- Texto em estudo -
============================================================
Como a Tribuna já denunciou, cerca de 20 cirurgias eletivas realizadas, por semana, no HPS, estão temporariamente suspensas pela falta de leitos na enfermaria masculina. Pacientes com tuberculose também são tratados sem isolamento, por falta de quartos, descumprindo padrões da Organização Mundial de Saúde (OMS).
ENTREVISTA/R., artista plástico
A polêmica em torno dos presos que estão no HPS vai além da ocupação de leitos e da falta de controle em relação ao tempo de permanência deles na unidade. Em meio à discussão do problema, vem à tona algo ainda mais grave: a falta de critérios da Justiça na hora de encaminhar o detento, colocando em risco pacientes e funcionários. O caso de D., 23 anos, ilustra a situação. Em novembro, ele assassinou com requintes de crueldade a madrinha Dora Lúcia de Abreu Rangel, 75, mulher que o acolheu quando bebê e o criou como filho até a idade adulta. No início de junho deste ano, foi julgado e absolvido, porque a Justiça entendeu que ele sofria de distúrbios mentais. Na sentença, o juiz foi categórico ao determinar que D. fosse “submetido à medida de segurança de internação por prazo indeterminado, a ser cumprido por, no mínimo, três anos, em estabelecimento psiquiátrico adequado até a cessação da periculosidade do agente.” A notícia da transferência de D. para o HPS revoltou o artista plástico R., 50, filho da vítima. Temendo pelo que possa acontecer, ele desabafa: “Estou correndo risco de vida. Minha família está correndo risco de vida.”
============================================================
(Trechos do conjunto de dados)
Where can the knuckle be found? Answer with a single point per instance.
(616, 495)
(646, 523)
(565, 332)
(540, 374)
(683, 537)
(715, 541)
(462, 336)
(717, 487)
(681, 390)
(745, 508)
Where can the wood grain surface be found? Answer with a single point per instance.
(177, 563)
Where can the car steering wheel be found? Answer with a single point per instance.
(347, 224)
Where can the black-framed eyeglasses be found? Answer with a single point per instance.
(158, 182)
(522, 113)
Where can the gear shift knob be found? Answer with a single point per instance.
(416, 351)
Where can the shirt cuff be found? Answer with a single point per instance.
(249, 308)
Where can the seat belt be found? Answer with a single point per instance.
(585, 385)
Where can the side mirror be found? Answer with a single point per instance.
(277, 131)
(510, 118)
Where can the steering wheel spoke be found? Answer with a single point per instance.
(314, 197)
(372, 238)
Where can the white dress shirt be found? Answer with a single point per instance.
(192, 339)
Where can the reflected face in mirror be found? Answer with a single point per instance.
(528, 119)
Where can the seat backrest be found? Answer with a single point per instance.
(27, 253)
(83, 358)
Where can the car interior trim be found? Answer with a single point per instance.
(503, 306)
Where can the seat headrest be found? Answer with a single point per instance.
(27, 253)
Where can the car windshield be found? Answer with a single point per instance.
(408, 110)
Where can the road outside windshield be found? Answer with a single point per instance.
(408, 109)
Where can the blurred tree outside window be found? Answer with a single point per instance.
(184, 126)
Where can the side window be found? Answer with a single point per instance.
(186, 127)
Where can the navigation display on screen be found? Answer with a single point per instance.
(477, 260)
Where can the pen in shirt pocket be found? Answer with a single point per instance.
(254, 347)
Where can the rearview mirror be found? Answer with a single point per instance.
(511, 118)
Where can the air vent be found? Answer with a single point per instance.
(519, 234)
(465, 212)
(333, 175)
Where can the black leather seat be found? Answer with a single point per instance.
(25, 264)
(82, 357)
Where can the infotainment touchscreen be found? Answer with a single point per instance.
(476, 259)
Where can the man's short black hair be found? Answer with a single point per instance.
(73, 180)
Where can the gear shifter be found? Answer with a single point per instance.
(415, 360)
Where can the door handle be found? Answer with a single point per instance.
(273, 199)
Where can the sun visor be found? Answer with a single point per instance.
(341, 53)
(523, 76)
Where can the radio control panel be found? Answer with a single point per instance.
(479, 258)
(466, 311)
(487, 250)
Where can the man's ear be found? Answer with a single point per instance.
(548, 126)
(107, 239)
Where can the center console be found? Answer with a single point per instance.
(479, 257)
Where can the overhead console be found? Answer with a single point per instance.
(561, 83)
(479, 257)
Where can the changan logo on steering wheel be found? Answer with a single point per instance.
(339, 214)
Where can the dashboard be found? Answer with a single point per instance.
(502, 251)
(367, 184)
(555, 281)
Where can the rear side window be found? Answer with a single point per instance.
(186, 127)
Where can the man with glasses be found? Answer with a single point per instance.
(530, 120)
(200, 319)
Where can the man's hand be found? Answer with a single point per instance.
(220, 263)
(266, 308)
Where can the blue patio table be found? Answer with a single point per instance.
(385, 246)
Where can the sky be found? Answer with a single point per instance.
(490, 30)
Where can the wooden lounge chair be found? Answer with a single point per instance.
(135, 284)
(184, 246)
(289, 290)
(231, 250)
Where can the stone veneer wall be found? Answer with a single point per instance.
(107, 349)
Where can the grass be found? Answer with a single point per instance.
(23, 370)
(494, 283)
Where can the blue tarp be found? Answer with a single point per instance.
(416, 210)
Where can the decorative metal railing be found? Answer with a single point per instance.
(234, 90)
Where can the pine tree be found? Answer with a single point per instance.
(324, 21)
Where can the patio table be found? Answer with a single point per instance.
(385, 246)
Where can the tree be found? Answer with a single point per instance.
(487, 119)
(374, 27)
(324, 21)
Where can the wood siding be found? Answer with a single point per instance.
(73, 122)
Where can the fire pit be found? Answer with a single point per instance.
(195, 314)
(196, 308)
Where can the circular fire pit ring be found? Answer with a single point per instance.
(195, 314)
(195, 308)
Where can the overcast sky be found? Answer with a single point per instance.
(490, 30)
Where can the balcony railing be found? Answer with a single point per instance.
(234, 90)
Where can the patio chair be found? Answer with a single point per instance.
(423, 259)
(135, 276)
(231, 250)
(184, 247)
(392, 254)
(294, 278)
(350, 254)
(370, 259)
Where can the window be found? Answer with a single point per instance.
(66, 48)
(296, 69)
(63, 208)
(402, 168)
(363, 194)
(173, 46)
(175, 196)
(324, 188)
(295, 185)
============================================================
- Tarefa A -
Segundo a reportagem sobre o HPS, quantas cirurgias eletivas por semana estão temporariamente suspensas?
- Tarefa B -
Explique, com base na reportagem sobre o HPS, por que D. foi absolvido no julgamento de junho.
Os dados não têm relação com a reportagem.

- Resposta A -
Cerca de 20 cirurgias eletivas por semana.

- Resposta B -
D. foi absolvido porque a Justiça entendeu que ele sofria de distúrbios mentais. Por isso, o juiz determinou que ele fosse submetido a medida de segurança de internação por prazo indeterminado, de no mínimo três anos, em estabelecimento psiquiátrico adequado.